__Document text__:

A definite must read... I am gutted till this day to have missed the TV adaptation of this ....
Not the best read
I have read all three of Zadie Smith's books, mainly because I wanted to know what all the hype was about. I have just finished reading White Teeth and I have suddenly got it: in White Teeth Zadie Smith tries very hard to be like Salman Rushdie's Midnight's Children or Satanic Verses: the language, epic style, the flashbacks to legendary times, the numerous characters; only the magical aspect of Rushdie's first books is left out.
My own childhood was quite rich multiculturally speaking but I can't boast that it was as varied as Zadie Smith's North London. And yet I was very disappointed with how Smith actually describes the mix of cultures and heritages that Irie, Magid and Millat grow up in. She doesn't work on developing the issue and sticks to stereotypes. I don't know whether she wasn't brave enough or didn't give enough of herself.

__What to work on__:
Answer from the text about White Teeth above.
(a) How many of Zadie Smith's books does the writer of "Not the best read" say they have read?
(b) Which two Salman Rushdie books does the text name?
(c) Which three characters grow up in the mix of cultures and heritages?

__Given data__:
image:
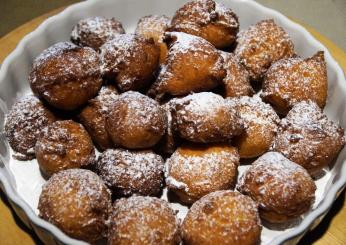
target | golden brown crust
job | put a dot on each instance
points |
(260, 123)
(78, 202)
(206, 117)
(130, 60)
(307, 137)
(64, 145)
(192, 65)
(93, 117)
(292, 80)
(283, 189)
(131, 172)
(24, 124)
(222, 217)
(136, 121)
(261, 45)
(143, 220)
(209, 20)
(196, 170)
(95, 31)
(66, 76)
(154, 26)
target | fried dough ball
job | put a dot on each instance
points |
(64, 145)
(192, 65)
(204, 18)
(154, 26)
(260, 123)
(77, 202)
(131, 172)
(142, 220)
(94, 115)
(307, 137)
(206, 117)
(95, 31)
(237, 81)
(130, 61)
(292, 80)
(66, 75)
(196, 170)
(261, 45)
(24, 123)
(283, 189)
(136, 121)
(222, 217)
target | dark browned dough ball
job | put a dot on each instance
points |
(204, 18)
(94, 115)
(154, 26)
(222, 217)
(142, 220)
(192, 65)
(66, 75)
(196, 170)
(130, 60)
(131, 172)
(261, 45)
(307, 137)
(64, 145)
(23, 125)
(93, 32)
(283, 189)
(292, 80)
(136, 121)
(78, 203)
(206, 117)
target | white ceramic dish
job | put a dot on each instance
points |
(22, 181)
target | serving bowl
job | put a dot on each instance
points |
(22, 182)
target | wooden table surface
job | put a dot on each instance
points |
(332, 230)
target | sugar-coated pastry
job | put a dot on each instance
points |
(307, 137)
(283, 189)
(130, 60)
(142, 220)
(292, 80)
(261, 45)
(24, 123)
(64, 145)
(207, 19)
(93, 32)
(66, 75)
(196, 170)
(78, 203)
(222, 217)
(136, 121)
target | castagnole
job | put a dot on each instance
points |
(307, 137)
(130, 61)
(260, 126)
(64, 145)
(283, 189)
(222, 217)
(24, 124)
(192, 65)
(78, 202)
(66, 75)
(95, 31)
(204, 18)
(206, 117)
(143, 220)
(136, 121)
(131, 172)
(292, 80)
(196, 170)
(262, 44)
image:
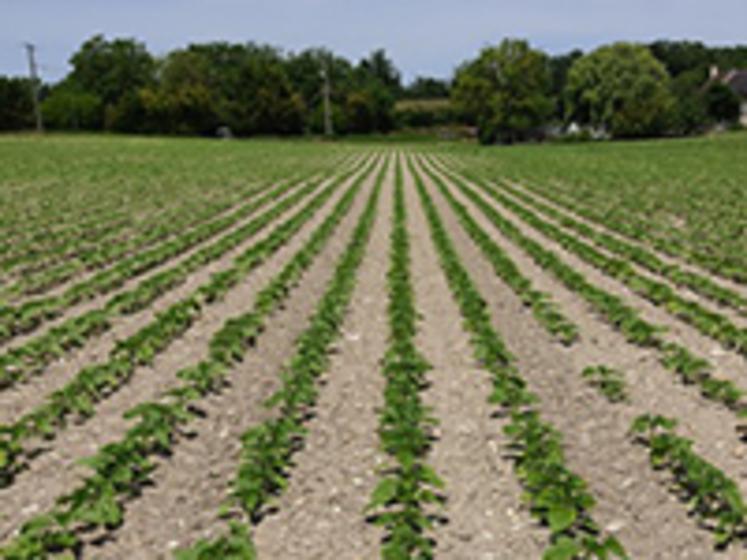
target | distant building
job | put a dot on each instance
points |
(737, 81)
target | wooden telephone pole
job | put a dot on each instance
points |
(326, 92)
(35, 85)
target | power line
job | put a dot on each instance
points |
(35, 84)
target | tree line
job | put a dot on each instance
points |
(510, 92)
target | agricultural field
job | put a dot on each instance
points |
(306, 350)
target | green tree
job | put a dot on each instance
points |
(426, 88)
(505, 92)
(621, 88)
(690, 112)
(16, 105)
(559, 67)
(114, 71)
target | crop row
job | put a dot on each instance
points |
(544, 309)
(95, 253)
(23, 361)
(711, 495)
(92, 251)
(95, 383)
(698, 283)
(558, 498)
(31, 314)
(710, 323)
(690, 368)
(409, 486)
(122, 469)
(630, 224)
(268, 448)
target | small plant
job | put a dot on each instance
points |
(610, 382)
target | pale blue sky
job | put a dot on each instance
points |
(423, 36)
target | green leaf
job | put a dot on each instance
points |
(385, 492)
(564, 549)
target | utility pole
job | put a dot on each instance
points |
(327, 106)
(35, 83)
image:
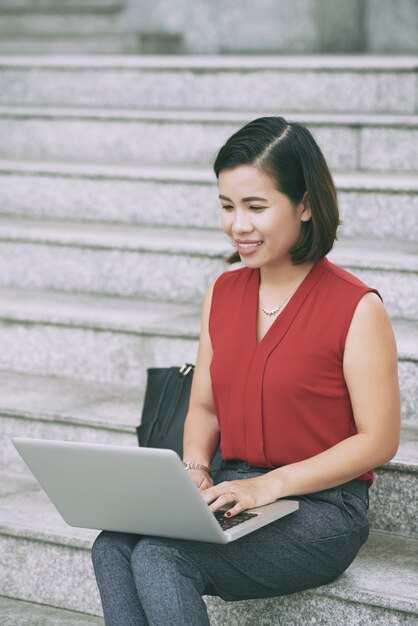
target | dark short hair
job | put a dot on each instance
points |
(288, 153)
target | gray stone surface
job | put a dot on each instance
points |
(391, 26)
(389, 149)
(59, 23)
(65, 401)
(28, 519)
(114, 340)
(168, 263)
(44, 572)
(281, 27)
(89, 354)
(61, 430)
(372, 206)
(71, 43)
(19, 613)
(67, 6)
(280, 88)
(392, 502)
(348, 141)
(367, 593)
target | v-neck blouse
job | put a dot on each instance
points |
(283, 399)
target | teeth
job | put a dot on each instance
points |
(250, 245)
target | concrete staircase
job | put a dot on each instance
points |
(108, 238)
(65, 27)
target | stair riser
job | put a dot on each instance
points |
(368, 214)
(180, 277)
(110, 140)
(18, 613)
(48, 573)
(47, 24)
(49, 6)
(87, 354)
(392, 505)
(116, 357)
(296, 608)
(84, 44)
(17, 427)
(275, 90)
(40, 572)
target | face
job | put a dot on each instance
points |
(261, 222)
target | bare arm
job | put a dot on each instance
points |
(370, 371)
(201, 431)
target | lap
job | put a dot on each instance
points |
(307, 548)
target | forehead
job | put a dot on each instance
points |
(244, 180)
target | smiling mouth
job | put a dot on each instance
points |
(247, 246)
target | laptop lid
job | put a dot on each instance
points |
(130, 489)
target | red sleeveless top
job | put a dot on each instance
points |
(283, 399)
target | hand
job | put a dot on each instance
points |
(201, 479)
(240, 494)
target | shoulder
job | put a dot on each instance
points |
(344, 282)
(223, 283)
(343, 277)
(231, 280)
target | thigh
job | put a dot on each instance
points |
(307, 548)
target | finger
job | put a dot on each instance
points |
(224, 500)
(216, 491)
(237, 508)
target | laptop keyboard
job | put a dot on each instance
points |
(229, 522)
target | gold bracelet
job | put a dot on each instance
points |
(190, 465)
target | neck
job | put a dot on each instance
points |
(283, 276)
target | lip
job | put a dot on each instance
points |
(238, 241)
(247, 251)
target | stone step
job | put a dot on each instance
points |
(33, 538)
(349, 142)
(114, 340)
(356, 84)
(110, 340)
(173, 263)
(56, 24)
(378, 589)
(393, 507)
(373, 205)
(20, 613)
(52, 408)
(72, 43)
(65, 6)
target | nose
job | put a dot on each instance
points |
(241, 222)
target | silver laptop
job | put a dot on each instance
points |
(136, 490)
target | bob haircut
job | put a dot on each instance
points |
(287, 152)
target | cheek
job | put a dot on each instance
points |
(225, 221)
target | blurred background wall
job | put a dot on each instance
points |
(209, 26)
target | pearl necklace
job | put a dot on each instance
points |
(271, 312)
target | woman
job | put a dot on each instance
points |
(296, 377)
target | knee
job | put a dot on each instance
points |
(159, 560)
(109, 544)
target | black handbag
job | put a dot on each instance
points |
(165, 408)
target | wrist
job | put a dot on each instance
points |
(190, 465)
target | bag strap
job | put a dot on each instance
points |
(182, 373)
(158, 407)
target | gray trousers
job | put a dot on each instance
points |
(153, 581)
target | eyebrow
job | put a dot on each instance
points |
(244, 199)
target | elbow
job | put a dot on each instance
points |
(388, 451)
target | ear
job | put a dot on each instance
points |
(306, 208)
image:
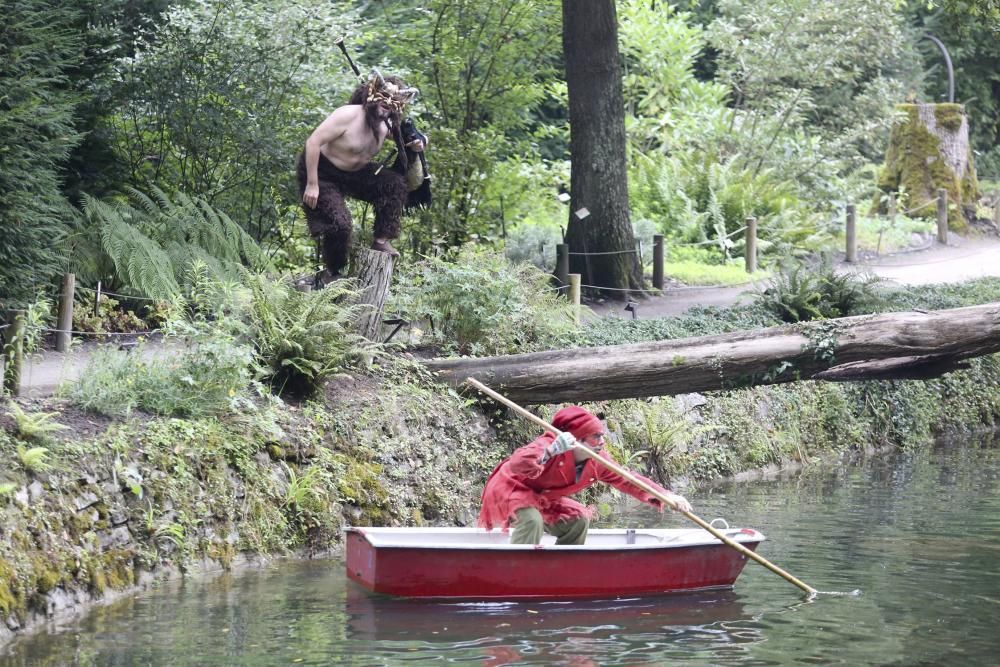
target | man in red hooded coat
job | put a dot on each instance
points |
(530, 489)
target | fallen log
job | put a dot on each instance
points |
(888, 346)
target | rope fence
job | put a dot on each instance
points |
(94, 333)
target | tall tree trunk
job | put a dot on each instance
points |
(929, 149)
(599, 182)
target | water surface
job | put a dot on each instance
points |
(918, 534)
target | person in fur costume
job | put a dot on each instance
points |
(530, 489)
(338, 162)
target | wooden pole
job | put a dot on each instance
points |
(574, 295)
(614, 467)
(63, 336)
(97, 300)
(852, 234)
(562, 267)
(751, 245)
(658, 261)
(942, 216)
(14, 354)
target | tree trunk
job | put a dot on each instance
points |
(374, 278)
(598, 182)
(892, 346)
(929, 149)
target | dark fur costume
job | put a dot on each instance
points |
(386, 191)
(385, 188)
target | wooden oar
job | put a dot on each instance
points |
(611, 465)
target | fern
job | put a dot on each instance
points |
(155, 241)
(34, 459)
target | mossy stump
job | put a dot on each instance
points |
(929, 149)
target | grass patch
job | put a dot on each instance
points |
(691, 272)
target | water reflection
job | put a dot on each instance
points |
(917, 533)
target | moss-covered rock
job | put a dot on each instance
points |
(929, 149)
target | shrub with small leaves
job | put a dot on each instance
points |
(482, 304)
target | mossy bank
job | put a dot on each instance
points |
(113, 506)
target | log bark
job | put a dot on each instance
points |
(598, 233)
(891, 346)
(374, 278)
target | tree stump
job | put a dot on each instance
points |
(929, 149)
(374, 275)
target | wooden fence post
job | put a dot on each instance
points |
(751, 244)
(658, 261)
(562, 267)
(14, 354)
(64, 335)
(852, 234)
(942, 216)
(574, 295)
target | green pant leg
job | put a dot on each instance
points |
(571, 531)
(528, 526)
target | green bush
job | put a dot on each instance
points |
(302, 338)
(186, 378)
(482, 304)
(800, 294)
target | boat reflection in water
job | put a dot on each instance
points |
(571, 632)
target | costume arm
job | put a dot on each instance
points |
(524, 461)
(608, 476)
(328, 131)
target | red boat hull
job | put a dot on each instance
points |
(423, 571)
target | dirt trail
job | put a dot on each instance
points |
(962, 259)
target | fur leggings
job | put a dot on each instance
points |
(331, 220)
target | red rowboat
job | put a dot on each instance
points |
(475, 564)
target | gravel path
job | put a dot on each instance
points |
(962, 259)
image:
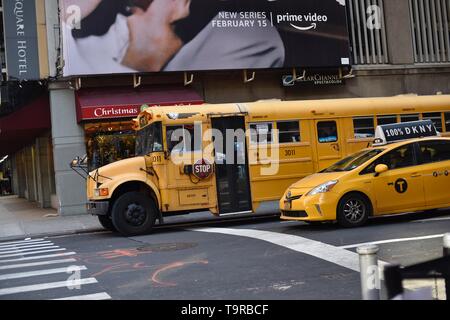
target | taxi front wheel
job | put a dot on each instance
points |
(353, 210)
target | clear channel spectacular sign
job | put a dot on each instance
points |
(129, 36)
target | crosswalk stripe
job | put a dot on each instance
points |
(26, 250)
(95, 296)
(39, 257)
(19, 242)
(36, 264)
(47, 286)
(30, 274)
(34, 245)
(29, 253)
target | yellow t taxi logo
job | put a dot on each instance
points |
(401, 185)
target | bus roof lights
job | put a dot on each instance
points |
(398, 132)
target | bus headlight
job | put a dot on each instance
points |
(323, 188)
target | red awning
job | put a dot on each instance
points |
(21, 127)
(125, 102)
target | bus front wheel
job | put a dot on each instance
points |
(133, 214)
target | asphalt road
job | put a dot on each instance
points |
(256, 259)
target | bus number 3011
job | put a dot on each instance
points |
(289, 153)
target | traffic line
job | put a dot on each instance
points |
(326, 252)
(29, 253)
(26, 250)
(95, 296)
(39, 257)
(37, 264)
(20, 242)
(352, 246)
(25, 245)
(30, 274)
(47, 286)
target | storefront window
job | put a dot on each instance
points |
(108, 144)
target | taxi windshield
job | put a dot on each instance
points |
(354, 161)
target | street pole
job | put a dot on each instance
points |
(370, 274)
(446, 244)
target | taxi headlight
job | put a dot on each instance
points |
(323, 188)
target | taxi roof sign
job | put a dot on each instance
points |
(397, 132)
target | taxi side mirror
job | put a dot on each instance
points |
(381, 168)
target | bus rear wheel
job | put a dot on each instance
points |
(133, 214)
(353, 211)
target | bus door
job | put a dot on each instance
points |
(232, 171)
(329, 143)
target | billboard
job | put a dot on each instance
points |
(129, 36)
(21, 39)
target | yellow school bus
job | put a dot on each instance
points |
(229, 158)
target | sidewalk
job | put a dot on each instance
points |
(21, 219)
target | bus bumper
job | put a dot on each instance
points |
(97, 208)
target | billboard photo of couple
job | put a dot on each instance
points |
(138, 36)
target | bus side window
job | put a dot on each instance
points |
(289, 131)
(388, 119)
(261, 133)
(173, 137)
(327, 131)
(364, 127)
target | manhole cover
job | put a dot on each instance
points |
(162, 247)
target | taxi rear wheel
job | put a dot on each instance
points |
(353, 210)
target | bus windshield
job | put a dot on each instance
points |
(354, 161)
(149, 139)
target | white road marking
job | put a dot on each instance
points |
(25, 245)
(20, 242)
(95, 296)
(28, 249)
(38, 273)
(36, 264)
(326, 252)
(46, 286)
(29, 253)
(352, 246)
(431, 219)
(39, 257)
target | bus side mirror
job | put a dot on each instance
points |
(381, 168)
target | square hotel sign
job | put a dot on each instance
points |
(129, 36)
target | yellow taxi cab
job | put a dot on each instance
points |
(406, 170)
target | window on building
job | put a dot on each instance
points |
(289, 131)
(436, 117)
(367, 36)
(184, 138)
(447, 121)
(409, 117)
(435, 151)
(327, 131)
(364, 127)
(431, 33)
(261, 133)
(389, 119)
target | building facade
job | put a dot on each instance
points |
(396, 47)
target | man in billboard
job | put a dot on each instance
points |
(129, 36)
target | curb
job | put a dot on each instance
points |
(52, 234)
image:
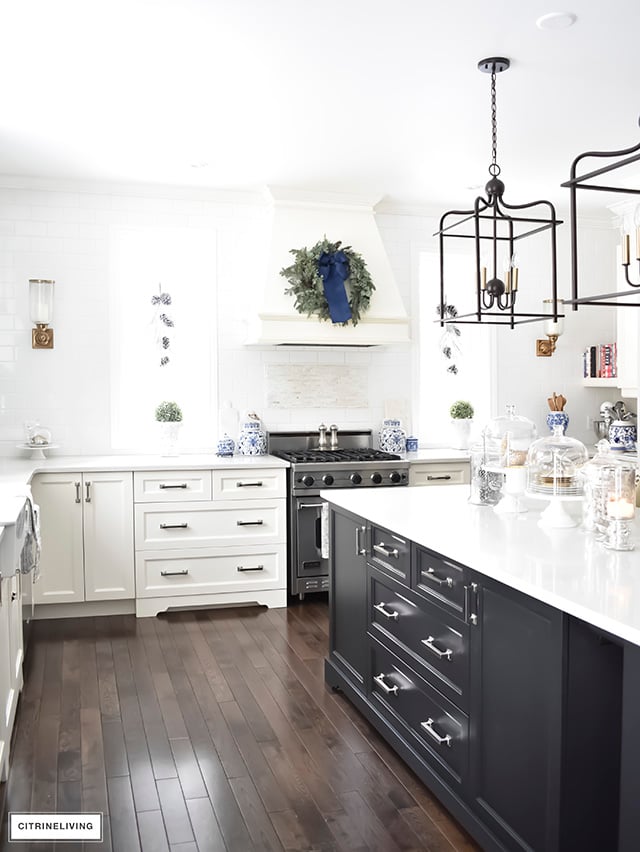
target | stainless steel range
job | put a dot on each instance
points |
(344, 459)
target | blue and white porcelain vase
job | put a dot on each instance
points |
(252, 440)
(226, 446)
(393, 438)
(623, 435)
(558, 418)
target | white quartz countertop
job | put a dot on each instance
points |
(566, 568)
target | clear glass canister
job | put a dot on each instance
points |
(554, 465)
(596, 475)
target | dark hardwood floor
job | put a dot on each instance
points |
(210, 730)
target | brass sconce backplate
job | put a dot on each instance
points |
(41, 337)
(546, 348)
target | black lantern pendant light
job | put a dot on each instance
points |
(612, 160)
(496, 227)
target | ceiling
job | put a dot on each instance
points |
(382, 99)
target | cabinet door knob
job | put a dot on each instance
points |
(429, 643)
(430, 575)
(389, 690)
(386, 551)
(393, 615)
(428, 727)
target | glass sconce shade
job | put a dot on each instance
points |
(41, 300)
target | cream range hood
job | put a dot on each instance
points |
(300, 220)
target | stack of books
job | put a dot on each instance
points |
(600, 361)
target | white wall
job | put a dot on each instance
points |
(62, 232)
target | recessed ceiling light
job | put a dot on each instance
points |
(556, 21)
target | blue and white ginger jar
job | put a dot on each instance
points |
(226, 446)
(252, 440)
(623, 435)
(393, 438)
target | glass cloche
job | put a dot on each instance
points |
(554, 465)
(503, 445)
(508, 438)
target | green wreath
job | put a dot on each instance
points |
(308, 288)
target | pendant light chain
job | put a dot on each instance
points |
(494, 168)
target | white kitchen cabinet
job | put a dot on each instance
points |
(224, 550)
(86, 523)
(439, 473)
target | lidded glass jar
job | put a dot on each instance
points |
(554, 465)
(504, 443)
(509, 437)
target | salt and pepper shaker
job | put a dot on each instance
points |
(333, 439)
(322, 437)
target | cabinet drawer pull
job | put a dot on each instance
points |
(430, 575)
(429, 642)
(428, 727)
(391, 615)
(390, 690)
(386, 551)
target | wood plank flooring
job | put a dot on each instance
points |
(210, 730)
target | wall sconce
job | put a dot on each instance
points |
(553, 328)
(41, 312)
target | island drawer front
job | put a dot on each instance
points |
(249, 483)
(390, 553)
(167, 573)
(170, 486)
(429, 636)
(439, 473)
(438, 729)
(440, 580)
(160, 525)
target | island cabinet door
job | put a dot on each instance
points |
(517, 670)
(348, 596)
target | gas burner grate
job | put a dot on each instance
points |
(327, 456)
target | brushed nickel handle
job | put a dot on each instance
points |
(392, 616)
(430, 575)
(389, 690)
(386, 551)
(428, 727)
(429, 642)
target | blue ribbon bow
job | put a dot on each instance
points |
(334, 270)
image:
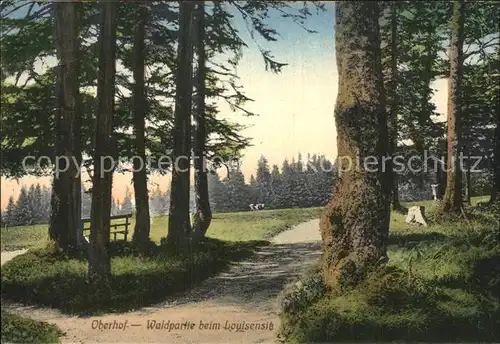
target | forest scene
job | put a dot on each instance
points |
(250, 171)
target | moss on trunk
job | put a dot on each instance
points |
(179, 223)
(140, 178)
(99, 259)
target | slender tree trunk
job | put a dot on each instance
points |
(495, 191)
(143, 224)
(179, 223)
(99, 260)
(203, 215)
(64, 220)
(355, 223)
(452, 201)
(393, 108)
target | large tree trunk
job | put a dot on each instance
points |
(393, 107)
(452, 201)
(99, 260)
(355, 223)
(65, 214)
(203, 215)
(179, 223)
(142, 224)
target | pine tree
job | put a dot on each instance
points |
(24, 215)
(126, 203)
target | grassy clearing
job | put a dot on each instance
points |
(51, 279)
(242, 226)
(441, 285)
(16, 329)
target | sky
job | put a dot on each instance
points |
(295, 107)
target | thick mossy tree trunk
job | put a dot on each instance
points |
(203, 215)
(355, 223)
(65, 214)
(179, 223)
(393, 107)
(142, 224)
(99, 260)
(495, 191)
(452, 201)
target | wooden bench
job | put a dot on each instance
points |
(114, 227)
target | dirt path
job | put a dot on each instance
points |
(210, 313)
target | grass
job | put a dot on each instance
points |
(242, 226)
(441, 284)
(43, 277)
(16, 329)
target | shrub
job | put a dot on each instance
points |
(59, 280)
(298, 295)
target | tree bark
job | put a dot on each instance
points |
(99, 260)
(495, 191)
(452, 201)
(65, 214)
(142, 224)
(203, 215)
(179, 223)
(393, 108)
(355, 223)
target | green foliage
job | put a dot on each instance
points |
(16, 329)
(440, 285)
(244, 226)
(298, 295)
(59, 280)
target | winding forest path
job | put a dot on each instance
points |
(245, 293)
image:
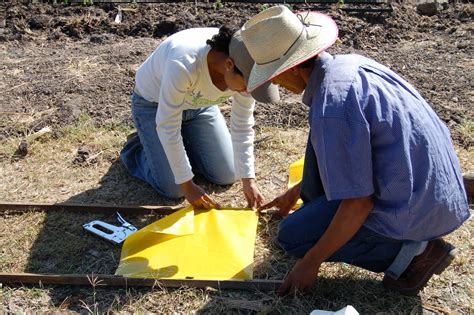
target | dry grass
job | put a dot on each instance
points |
(54, 242)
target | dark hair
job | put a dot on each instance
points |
(221, 40)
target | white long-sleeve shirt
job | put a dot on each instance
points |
(176, 76)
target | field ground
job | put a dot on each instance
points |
(70, 69)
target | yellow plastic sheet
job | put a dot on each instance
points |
(193, 244)
(296, 175)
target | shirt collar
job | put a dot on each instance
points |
(316, 77)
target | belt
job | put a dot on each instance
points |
(135, 90)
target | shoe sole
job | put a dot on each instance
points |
(437, 268)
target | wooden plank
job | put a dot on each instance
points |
(110, 280)
(93, 208)
(469, 184)
(240, 1)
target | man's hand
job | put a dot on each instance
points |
(301, 278)
(254, 198)
(197, 197)
(284, 202)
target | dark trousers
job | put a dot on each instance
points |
(302, 229)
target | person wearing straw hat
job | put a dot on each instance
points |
(180, 129)
(381, 180)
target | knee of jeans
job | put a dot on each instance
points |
(285, 237)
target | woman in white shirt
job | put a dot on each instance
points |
(180, 129)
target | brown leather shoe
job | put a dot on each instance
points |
(436, 257)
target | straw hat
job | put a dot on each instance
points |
(278, 39)
(267, 92)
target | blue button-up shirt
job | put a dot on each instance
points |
(373, 134)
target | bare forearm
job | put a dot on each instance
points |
(349, 218)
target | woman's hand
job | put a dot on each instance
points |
(301, 278)
(197, 197)
(254, 198)
(285, 202)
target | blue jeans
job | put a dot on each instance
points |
(367, 249)
(206, 140)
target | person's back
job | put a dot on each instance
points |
(186, 47)
(413, 167)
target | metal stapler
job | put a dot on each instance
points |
(112, 233)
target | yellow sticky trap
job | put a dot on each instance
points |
(193, 244)
(296, 175)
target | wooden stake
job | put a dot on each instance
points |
(94, 208)
(110, 280)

__Task response__:
(a) All three.
(b) Midnight's Children and Satanic Verses.
(c) Irie, Magid and Millat.